Germany itself was teetering toward disorder when Henry III died in 1056 at age thirty-eight. Henry IV was not quite six when his father died and his mother Agnes assumed the regency. Also an enthusiast for church reform, she failed to quell unruly nobles and zealous bishops who seized on the royal minority as their chance to reduce imperial authority. In a particularly catastrophic error, Agnes allowed strategically important German lands to slip from royal control into the hands of potentially unfriendly dukes. And while secular lords warred endlessly over their various interests, the church was developing greater internal order, sharpening the religious sword while the secular blade grew blunt.

Soon, a challenge was being boldly articulated. Why should emperors and kings–habitually violent, often uneducated, and rarely even faithful to their wives, let alone celibate–have the right to appoint bishops, whose sacred role was central to the well-being of the church? Hadn’t the venerable church fathers explained that the primary interest of worldly rulers was worldly, not heavenly?7 Didn’t the Bible clearly state that the leadership of the church, and responsibility for its welfare, lay with the apostle Peter, whose successor was the pope in Rome?

These contentions led to action. Popes Stephen IX and Nicholas II assumed office with no reference to the emperor. Then in 1059, Nicholas II convened a synod at the Lateran Palace that revolutionized the papal election process. Future popes must henceforth be elected solely by the cardinals,8 with strong preference for a Roman candidate. The role of royalty in papal selection was reduced to a vague right to be consulted–after the fact. The Nicholas formula, with modest modifications, became permanent and survives to this day.9 The same synod, attended by one hundred thirteen bishops, specifically forbade investiture of any church officials by secular rulers.

That last provision was incendiary. The German monarchy, dependent for its very survival on its prince-bishops and abbots, could scarcely accept any prohibition against investiture by laymen. In retaliation, the empress Agnes sought to oust Nicholas by backing the election of a rival pontiff, but her plan failed for lack of military support. Who, after all, wanted to take on the Normans? The Germans regarded the upstarts’ principalities in Italy as illegitimate and dangerous, but what could they do about them?

○ ○ ○ ○

WHAT YOU NEED TO DO -
1/ In the passage, how many bishops attended the 1059 synod at the Lateran Palace?
2/ Reproduce word for word the part of the passage that begins at the words "These contentions led" and stops after "by secular rulers.".
Answer from the passage alone.

○ ○ ○ ○

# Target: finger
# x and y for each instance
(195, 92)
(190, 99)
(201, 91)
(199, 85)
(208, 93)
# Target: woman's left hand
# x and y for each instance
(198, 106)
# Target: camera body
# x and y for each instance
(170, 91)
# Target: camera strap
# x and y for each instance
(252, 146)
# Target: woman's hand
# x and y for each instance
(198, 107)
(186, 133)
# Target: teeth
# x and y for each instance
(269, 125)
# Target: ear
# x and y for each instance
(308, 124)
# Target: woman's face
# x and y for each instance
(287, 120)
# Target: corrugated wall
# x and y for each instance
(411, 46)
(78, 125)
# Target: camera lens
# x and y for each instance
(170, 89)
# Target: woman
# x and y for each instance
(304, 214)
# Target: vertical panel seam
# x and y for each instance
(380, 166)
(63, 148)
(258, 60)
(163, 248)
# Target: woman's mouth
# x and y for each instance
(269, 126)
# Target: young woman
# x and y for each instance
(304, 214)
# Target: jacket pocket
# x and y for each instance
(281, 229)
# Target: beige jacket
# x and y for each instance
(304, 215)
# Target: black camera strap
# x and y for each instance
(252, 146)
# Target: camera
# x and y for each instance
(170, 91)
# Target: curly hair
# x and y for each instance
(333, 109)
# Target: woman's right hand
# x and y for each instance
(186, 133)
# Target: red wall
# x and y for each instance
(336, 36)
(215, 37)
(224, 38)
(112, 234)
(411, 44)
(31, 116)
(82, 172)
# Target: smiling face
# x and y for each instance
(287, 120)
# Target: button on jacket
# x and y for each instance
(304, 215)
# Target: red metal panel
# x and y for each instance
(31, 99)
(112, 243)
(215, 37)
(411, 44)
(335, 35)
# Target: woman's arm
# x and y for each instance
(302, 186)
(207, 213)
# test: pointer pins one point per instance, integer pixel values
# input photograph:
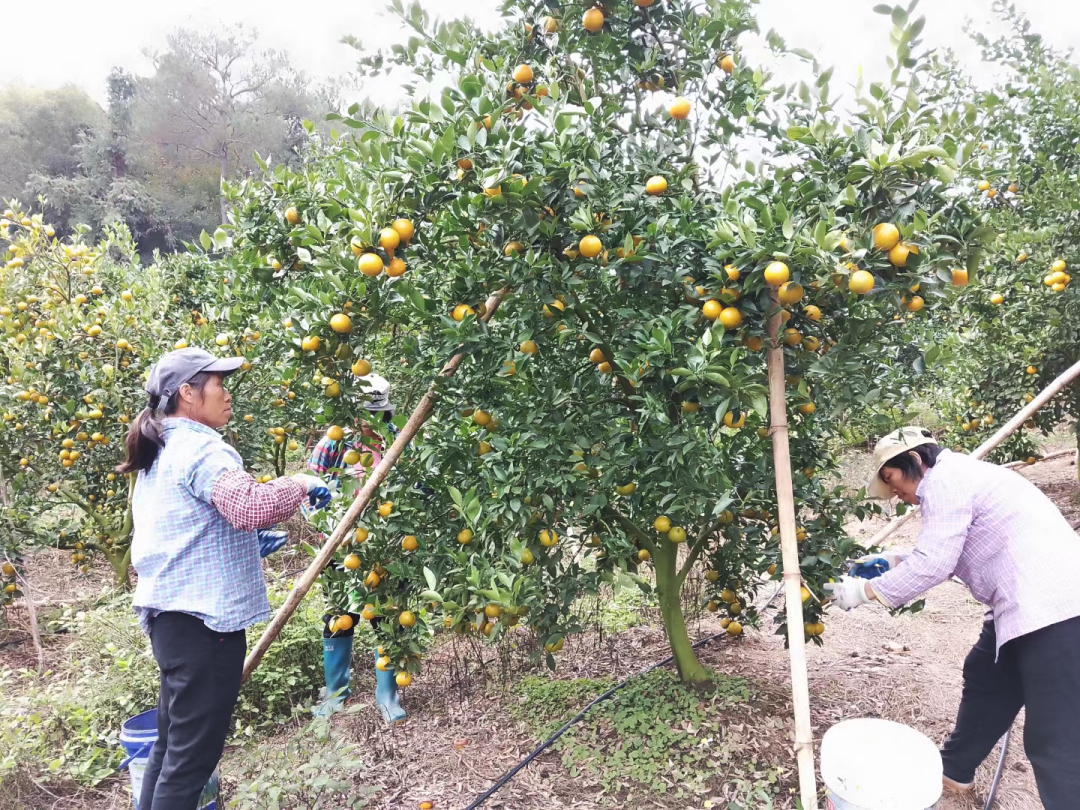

○ ○ ○ ○

SET OF ANSWERS -
1/ One hundred thirteen bishops.

2/
These contentions led to action. Popes Stephen IX and Nicholas II assumed office with no reference to the emperor. Then in 1059, Nicholas II convened a synod at the Lateran Palace that revolutionized the papal election process. Future popes must henceforth be elected solely by the cardinals,8 with strong preference for a Roman candidate. The role of royalty in papal selection was reduced to a vague right to be consulted–after the fact. The Nicholas formula, with modest modifications, became permanent and survives to this day.9 The same synod, attended by one hundred thirteen bishops, specifically forbade investiture of any church officials by secular rulers.